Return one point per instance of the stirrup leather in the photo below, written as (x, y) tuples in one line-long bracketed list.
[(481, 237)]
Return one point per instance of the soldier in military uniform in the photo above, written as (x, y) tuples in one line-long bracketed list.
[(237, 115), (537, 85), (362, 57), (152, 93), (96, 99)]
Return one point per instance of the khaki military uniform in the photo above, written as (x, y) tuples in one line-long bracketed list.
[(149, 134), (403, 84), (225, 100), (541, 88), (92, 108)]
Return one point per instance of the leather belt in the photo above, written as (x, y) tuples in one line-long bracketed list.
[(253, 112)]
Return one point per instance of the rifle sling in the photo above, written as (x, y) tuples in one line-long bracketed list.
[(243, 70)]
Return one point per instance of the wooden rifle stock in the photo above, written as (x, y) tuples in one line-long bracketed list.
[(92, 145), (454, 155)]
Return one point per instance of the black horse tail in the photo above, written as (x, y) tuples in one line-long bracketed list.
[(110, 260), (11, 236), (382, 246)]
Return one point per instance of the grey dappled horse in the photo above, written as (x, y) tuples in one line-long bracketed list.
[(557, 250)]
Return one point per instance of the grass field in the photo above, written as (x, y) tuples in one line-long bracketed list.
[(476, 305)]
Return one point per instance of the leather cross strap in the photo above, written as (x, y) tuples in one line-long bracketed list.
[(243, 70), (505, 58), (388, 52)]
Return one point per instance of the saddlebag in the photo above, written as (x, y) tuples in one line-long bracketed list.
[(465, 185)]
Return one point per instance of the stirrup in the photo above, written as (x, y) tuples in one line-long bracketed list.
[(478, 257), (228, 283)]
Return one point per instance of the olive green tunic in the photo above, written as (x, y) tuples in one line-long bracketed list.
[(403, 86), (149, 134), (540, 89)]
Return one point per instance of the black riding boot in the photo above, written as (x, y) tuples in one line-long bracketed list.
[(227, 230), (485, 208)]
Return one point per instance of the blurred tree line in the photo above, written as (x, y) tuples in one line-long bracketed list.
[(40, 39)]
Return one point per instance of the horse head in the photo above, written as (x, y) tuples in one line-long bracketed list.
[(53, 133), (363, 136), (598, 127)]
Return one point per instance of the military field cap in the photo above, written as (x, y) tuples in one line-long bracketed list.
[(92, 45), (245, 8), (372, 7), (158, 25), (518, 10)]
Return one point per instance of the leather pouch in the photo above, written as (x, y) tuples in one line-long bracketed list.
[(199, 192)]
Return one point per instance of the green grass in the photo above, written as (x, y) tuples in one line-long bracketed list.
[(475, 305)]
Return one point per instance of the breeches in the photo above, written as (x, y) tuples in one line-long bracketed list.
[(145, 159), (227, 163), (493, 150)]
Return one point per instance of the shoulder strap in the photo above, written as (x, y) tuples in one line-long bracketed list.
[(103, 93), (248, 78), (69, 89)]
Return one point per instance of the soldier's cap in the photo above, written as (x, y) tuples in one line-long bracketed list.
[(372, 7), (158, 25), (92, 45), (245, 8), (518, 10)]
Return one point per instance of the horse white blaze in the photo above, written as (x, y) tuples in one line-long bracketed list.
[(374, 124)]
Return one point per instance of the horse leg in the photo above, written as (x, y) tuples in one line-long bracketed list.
__________________________________________________
Write out every entry above again, word for word and in the same order, adding nothing.

Return one point per instance of the stirrup leather in the photo below, written as (x, y) tuples in one line-long bracketed list.
[(481, 237)]
Return one point per instance of the soldier in military uniform in the photo above, written as (x, y) tuples in one line-long bracketed list.
[(237, 115), (537, 85), (362, 57), (152, 93), (96, 99)]
Return one point per instance of the khaki military uniform in the photo above, written as (x, y) tuples in one line-long bracketed list.
[(149, 134), (403, 84), (225, 100), (541, 88), (92, 108)]
Return one point per instance of the leather belt in the photo above, written as (x, y) tuples in one line-long bracketed list.
[(253, 112)]
Return one point per instance of the rifle sling in the photo above, written as (x, y) tuples in one line-long bracketed list.
[(243, 70)]
Return one point per instance of the wooden rifle stock in the photo above, written as (x, y) tuples in one line-long bracketed list.
[(92, 145), (454, 155)]
Return one point per instance of the black horse tail in the photo above, written as (x, y) tuples in one line-long bracketed list.
[(110, 260), (11, 236), (382, 246)]
Return one point per instance of the grey dappled horse in the photo above, written as (x, y) tuples in one line-long bracketed list.
[(557, 250)]
Return one point per instance of the grass field in the photo above, written as (x, y) tuples in one line-long bracketed list.
[(476, 305)]
Return one point per instance of the leather cross strap in the photo above, written as (x, y) tuples in one line-long bracketed list.
[(243, 70), (505, 58), (388, 52)]
Return one point per instance of the saddlebag in the photo above, written as (x, y) tuples in one line-long bracketed list.
[(465, 185)]
Return one point per instance of the stirrup in the photo above, written as (x, y) tuples in one line-long bracketed list.
[(478, 257), (228, 283)]
Return one point per instance of the olive green tunic in the photo above, written as (x, y) tuples in one line-long bracketed list.
[(403, 86), (149, 134), (540, 89)]
Return one point per instance of the black riding boot in the photo above, written as (x, y) tuples in one line-long bracketed list.
[(227, 230), (485, 208)]
Return one point per instance of the blurred tree line in the photo above, written as (x, y) tuples in one line-long bracketed list.
[(40, 39)]
Return one point per instance of the horse head in the photo above, written as (x, y) tuples in one line-long bracketed list.
[(53, 133), (363, 136), (598, 127)]
Return one point per instance of the military field cap in the photo above, written as (x, y) tuples in one line-long bracketed list.
[(92, 45), (245, 8), (372, 7), (158, 25), (518, 10)]
Return one point per instance of the leather pouch in the photo above, written as (x, y) tuples in one line-long bracketed list.
[(199, 192)]
Return one point per instance of the green grass in the photo above, written as (x, y) tuples in one line-long bracketed list.
[(475, 305)]
Return one point per instance of the breeches in the photo above, written as (x, y) tuples in one line-long bracketed list.
[(145, 159), (227, 163), (493, 150)]
Return one point per instance of the shoulder strap in the photo above, written as (x, y) tuples in one line-long bracketed list.
[(103, 93), (248, 78), (69, 89)]
Return one point per instance of the soldier's cap in the photo above, written as (x, y) tuples in one line-long bracketed list.
[(372, 7), (158, 25), (92, 45), (245, 8), (518, 10)]
Return one point per instance of the horse white blaze in the photo above, written as (x, y) tuples in one line-long bracketed list.
[(374, 124)]
Return one point per instance of the horse leg in the photo above, written as (x, y) tuples in one line-long bracketed list.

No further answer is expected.